Data excerpts ▸
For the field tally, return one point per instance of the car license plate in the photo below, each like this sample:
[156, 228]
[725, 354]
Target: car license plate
---
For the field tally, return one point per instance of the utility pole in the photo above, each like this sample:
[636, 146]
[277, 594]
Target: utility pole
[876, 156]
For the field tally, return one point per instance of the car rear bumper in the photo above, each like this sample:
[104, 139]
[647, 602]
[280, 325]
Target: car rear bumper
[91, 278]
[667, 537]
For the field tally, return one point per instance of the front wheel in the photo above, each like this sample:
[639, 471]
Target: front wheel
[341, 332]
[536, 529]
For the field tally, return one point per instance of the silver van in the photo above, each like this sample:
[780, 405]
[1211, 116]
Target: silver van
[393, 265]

Description of the task ▸
In the listing above, find the line containing "the car license" and the line containing "Target: car license plate", then repeat those two lines and everything between them exactly.

Answer below ▸
For the field tally, return one point per instance of the car license plate in the photo below, each like this sample:
[156, 228]
[725, 354]
Target: car license plate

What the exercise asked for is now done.